Challenge:
Can you transcribe every record below exactly as it appears?

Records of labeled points
• • • • • • •

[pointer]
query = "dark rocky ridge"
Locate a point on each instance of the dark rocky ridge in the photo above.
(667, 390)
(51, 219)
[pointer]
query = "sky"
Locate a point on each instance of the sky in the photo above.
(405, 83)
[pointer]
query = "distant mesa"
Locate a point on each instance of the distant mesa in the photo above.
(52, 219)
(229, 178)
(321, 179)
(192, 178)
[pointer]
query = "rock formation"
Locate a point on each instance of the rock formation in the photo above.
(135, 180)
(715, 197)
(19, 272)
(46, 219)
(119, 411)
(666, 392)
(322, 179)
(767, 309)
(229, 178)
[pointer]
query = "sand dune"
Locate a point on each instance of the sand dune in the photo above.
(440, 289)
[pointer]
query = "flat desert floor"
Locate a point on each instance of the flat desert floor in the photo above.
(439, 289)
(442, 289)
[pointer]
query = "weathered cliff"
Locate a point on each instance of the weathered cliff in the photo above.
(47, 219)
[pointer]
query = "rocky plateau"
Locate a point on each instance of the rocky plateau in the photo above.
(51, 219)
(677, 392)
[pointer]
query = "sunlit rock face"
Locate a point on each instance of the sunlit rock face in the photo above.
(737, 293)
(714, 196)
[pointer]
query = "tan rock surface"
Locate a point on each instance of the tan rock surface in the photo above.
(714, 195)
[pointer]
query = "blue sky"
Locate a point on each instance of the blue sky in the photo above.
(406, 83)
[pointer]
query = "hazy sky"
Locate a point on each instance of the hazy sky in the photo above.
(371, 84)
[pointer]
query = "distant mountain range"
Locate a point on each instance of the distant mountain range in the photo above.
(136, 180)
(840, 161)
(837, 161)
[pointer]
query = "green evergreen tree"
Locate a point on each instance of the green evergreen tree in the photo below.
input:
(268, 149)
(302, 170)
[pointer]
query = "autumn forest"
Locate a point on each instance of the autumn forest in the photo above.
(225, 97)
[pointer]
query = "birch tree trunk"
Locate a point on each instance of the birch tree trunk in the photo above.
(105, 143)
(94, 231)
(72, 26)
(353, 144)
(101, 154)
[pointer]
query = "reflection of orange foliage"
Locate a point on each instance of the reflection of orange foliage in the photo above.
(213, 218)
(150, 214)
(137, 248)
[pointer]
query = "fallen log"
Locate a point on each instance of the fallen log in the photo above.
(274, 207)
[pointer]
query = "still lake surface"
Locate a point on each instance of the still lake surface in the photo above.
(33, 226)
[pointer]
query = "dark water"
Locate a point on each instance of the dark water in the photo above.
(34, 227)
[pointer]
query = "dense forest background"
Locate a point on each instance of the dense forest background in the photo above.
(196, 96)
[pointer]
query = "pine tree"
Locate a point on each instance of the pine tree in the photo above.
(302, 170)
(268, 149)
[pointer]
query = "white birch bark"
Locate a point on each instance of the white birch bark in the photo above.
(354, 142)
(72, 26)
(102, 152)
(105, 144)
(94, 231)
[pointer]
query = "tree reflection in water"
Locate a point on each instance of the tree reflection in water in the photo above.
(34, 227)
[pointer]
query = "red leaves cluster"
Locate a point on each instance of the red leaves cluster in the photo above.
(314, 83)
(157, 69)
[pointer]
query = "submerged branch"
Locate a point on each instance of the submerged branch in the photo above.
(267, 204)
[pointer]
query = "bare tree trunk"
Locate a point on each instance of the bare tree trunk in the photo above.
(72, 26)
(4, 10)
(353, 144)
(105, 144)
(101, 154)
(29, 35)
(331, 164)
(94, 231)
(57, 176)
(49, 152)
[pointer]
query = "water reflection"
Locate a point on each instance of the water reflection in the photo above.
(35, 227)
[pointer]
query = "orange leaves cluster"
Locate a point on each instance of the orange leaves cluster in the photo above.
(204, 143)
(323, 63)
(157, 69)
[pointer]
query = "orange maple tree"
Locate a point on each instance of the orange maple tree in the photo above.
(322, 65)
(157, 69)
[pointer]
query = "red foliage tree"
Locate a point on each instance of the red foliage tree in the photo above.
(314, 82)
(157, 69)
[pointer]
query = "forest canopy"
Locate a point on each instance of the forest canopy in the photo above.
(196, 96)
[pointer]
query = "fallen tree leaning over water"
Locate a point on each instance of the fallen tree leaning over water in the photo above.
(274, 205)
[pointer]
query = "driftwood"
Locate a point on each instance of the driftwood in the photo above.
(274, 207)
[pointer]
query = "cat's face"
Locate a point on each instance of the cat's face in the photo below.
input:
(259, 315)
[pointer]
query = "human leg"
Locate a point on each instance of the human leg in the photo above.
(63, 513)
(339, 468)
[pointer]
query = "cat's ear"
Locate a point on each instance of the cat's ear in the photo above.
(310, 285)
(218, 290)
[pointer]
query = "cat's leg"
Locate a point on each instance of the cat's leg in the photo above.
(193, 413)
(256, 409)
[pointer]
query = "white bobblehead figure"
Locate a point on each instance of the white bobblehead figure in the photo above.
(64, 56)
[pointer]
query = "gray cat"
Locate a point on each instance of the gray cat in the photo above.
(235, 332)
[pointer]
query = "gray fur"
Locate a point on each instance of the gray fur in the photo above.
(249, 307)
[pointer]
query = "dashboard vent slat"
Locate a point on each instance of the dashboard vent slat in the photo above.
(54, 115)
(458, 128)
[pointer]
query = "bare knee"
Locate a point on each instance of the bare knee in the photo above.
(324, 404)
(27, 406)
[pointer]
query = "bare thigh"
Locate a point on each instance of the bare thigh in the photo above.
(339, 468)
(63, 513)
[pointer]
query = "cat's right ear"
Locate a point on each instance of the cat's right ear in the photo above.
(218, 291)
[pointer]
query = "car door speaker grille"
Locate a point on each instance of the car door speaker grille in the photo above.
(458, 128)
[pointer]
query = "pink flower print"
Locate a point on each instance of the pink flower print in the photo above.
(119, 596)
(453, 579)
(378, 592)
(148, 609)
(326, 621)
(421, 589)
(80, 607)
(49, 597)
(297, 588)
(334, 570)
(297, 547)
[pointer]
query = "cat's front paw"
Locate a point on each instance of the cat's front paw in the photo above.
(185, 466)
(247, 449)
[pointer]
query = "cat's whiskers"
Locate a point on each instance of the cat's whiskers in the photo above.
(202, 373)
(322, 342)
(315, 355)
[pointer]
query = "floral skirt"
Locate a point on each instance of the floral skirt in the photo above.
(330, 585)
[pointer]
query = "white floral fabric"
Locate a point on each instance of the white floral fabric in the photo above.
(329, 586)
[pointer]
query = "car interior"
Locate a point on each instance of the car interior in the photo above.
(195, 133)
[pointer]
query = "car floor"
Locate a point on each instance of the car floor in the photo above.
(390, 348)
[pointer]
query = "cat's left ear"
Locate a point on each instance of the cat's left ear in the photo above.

• • • • • • •

Reply:
[pointer]
query = "dark rocky ridge"
Locate a point on each instance of the dark rocky ridge in the photo above.
(667, 390)
(51, 219)
[pointer]
query = "sky"
Locate a point on each instance of the sky in the photo above.
(405, 83)
[pointer]
query = "distant mesa"
Locate a point on each instance of the distant mesa in the photo above.
(52, 219)
(229, 178)
(321, 179)
(192, 178)
[pointer]
query = "rock formation"
Locate a point on each instance of the rock formation in the photo above.
(135, 180)
(715, 197)
(19, 272)
(46, 219)
(119, 411)
(666, 392)
(322, 179)
(767, 309)
(229, 178)
[pointer]
query = "sand dune"
Locate a point on each instance of the sand dune in the photo above.
(440, 289)
[pointer]
query = "flat desert floor"
Locate a point on each instance of the flat desert floor in the photo above.
(439, 289)
(442, 289)
[pointer]
query = "weathered cliff"
Locate a point on each instance of the weathered cliff in the photo above.
(47, 219)
[pointer]
query = "rocky plateau"
Locate a point on each instance of the rocky plateau in the photo above.
(51, 219)
(677, 392)
[pointer]
query = "sunlit rock face"
Locate a point on each instance of the sunlit rock face in the photo above.
(737, 293)
(714, 196)
[pointer]
query = "tan rock surface"
Locate a point on each instance of the tan rock surface in the photo above.
(714, 195)
[pointer]
query = "blue sky"
Locate a point on each instance of the blue sky in the photo above.
(406, 83)
[pointer]
query = "hazy sky"
Locate a point on each instance of the hazy sky in the photo above.
(371, 84)
[pointer]
query = "distant mountain range"
Locate a point on each instance of the distant mountain range in the photo above.
(136, 180)
(840, 161)
(837, 161)
[pointer]
query = "green evergreen tree"
Locate a point on each instance of the green evergreen tree in the photo below.
input:
(268, 149)
(302, 170)
[pointer]
query = "autumn forest"
Locate a point on each instance of the autumn forest in the photo above.
(225, 97)
[pointer]
query = "birch tree trunk"
Locate a point on each instance of the birch tree trunk in the photo above.
(105, 143)
(94, 231)
(72, 26)
(353, 144)
(101, 154)
[pointer]
query = "reflection of orange foliage"
Locate a point on each instance of the reflection of orange foliage in the photo above.
(213, 218)
(150, 214)
(137, 248)
[pointer]
query = "fallen log"
Locate a point on each instance of the fallen log in the photo above.
(274, 207)
[pointer]
query = "still lake surface"
Locate a point on each instance of the still lake surface in the photo above.
(33, 226)
[pointer]
query = "dark water"
Locate a point on each instance of the dark water in the photo above.
(34, 227)
[pointer]
query = "dense forest background"
Locate a point on each instance of the dense forest background in the photo above.
(196, 96)
[pointer]
query = "pine tree"
Locate a point on each instance of the pine tree in the photo above.
(302, 170)
(268, 149)
[pointer]
query = "white birch bark"
Locate a point on each instance of the white birch bark in the photo above.
(354, 142)
(72, 26)
(102, 152)
(105, 144)
(94, 231)
[pointer]
query = "tree reflection in water"
Locate a point on each instance of the tree reflection in water in the photo above.
(34, 227)
[pointer]
query = "red leaves cluster"
Locate a point on each instance of the red leaves cluster in the photo above.
(314, 83)
(157, 69)
[pointer]
query = "submerged branch"
Locate a point on each instance of the submerged branch in the photo above.
(267, 204)
[pointer]
query = "bare tree trunk"
Locate a point on each instance of the bare tree trunk in the photo above.
(72, 26)
(4, 10)
(353, 144)
(105, 144)
(101, 154)
(29, 35)
(331, 164)
(94, 231)
(57, 176)
(49, 152)
[pointer]
query = "water reflection"
Locate a point on each instance of the water reflection in the photo above.
(35, 227)
[pointer]
query = "orange leaves cluster"
Locate a point on each instance of the orange leaves cluster in the photo above.
(204, 143)
(323, 63)
(157, 69)
[pointer]
query = "orange maple tree"
Locate a point on each instance of the orange maple tree in the photo above.
(322, 65)
(157, 69)
[pointer]
query = "red foliage tree"
Locate a point on each instance of the red foliage tree in the photo above.
(314, 82)
(157, 69)
[pointer]
query = "forest canopy"
Locate a point on each instance of the forest canopy in the photo above.
(196, 96)
[pointer]
query = "fallen tree leaning over water"
Locate a point on each instance of the fallen tree leaning over water in the photo above.
(274, 205)
[pointer]
query = "driftwood"
Locate a point on each instance of the driftwood in the photo above.
(274, 207)
[pointer]
query = "cat's face"
Locate a point on each instance of the cat's face in the photo below.
input:
(259, 315)
[pointer]
query = "human leg"
Locate a point on each instance of the human leg in the photo above.
(63, 513)
(339, 468)
[pointer]
query = "cat's ear"
Locate a point on each instance of the cat's ear in the photo above.
(310, 285)
(218, 290)
[pointer]
query = "cat's leg"
Locate a point on each instance of the cat's leg in the photo above.
(193, 413)
(256, 409)
[pointer]
query = "white bobblehead figure"
Locate a point on each instance of the white bobblehead figure in the photo above.
(64, 56)
[pointer]
query = "gray cat"
Locate a point on each instance of the gray cat in the photo above.
(235, 332)
[pointer]
query = "gray fur"
Locate a point on each instance of the gray fur in the photo above.
(249, 307)
[pointer]
query = "dashboard vent slat"
Locate a point on each instance of the dashboard vent slat in the photo above.
(54, 115)
(458, 128)
[pointer]
query = "bare knee"
Locate a point on each instance of the bare knee in the photo above.
(324, 404)
(27, 406)
[pointer]
query = "bare thigh"
Locate a point on each instance of the bare thigh in the photo above.
(339, 468)
(63, 513)
[pointer]
query = "cat's right ear"
Locate a point on each instance of the cat's right ear in the photo above.
(218, 291)
[pointer]
query = "car door speaker grille"
Locate a point on each instance of the car door speaker grille in the photo above.
(458, 128)
[pointer]
query = "pink flower print"
Locate a point on each instance of the pink flower print in the photo above.
(119, 596)
(453, 579)
(378, 592)
(148, 609)
(326, 621)
(421, 589)
(80, 607)
(49, 597)
(297, 588)
(334, 570)
(297, 547)
[pointer]
query = "cat's front paw"
Locate a point on each instance of the cat's front paw in the photo above.
(185, 466)
(247, 449)
[pointer]
query = "cat's whiskers"
Locate a point on each instance of the cat's whiskers in the photo above.
(202, 373)
(322, 342)
(315, 355)
[pointer]
query = "floral skirt"
Locate a point on each instance of the floral skirt in the photo above.
(330, 585)
[pointer]
query = "white floral fabric"
Locate a point on each instance of the white floral fabric in the photo above.
(329, 586)
[pointer]
query = "car interior"
Locate a point on each instance of the car interior in the photo above.
(195, 133)
[pointer]
query = "car floor"
Locate a point on each instance of the car floor in the photo above.
(390, 348)
[pointer]
query = "cat's left ear"
Locate a point on each instance of the cat's left ear in the photo above.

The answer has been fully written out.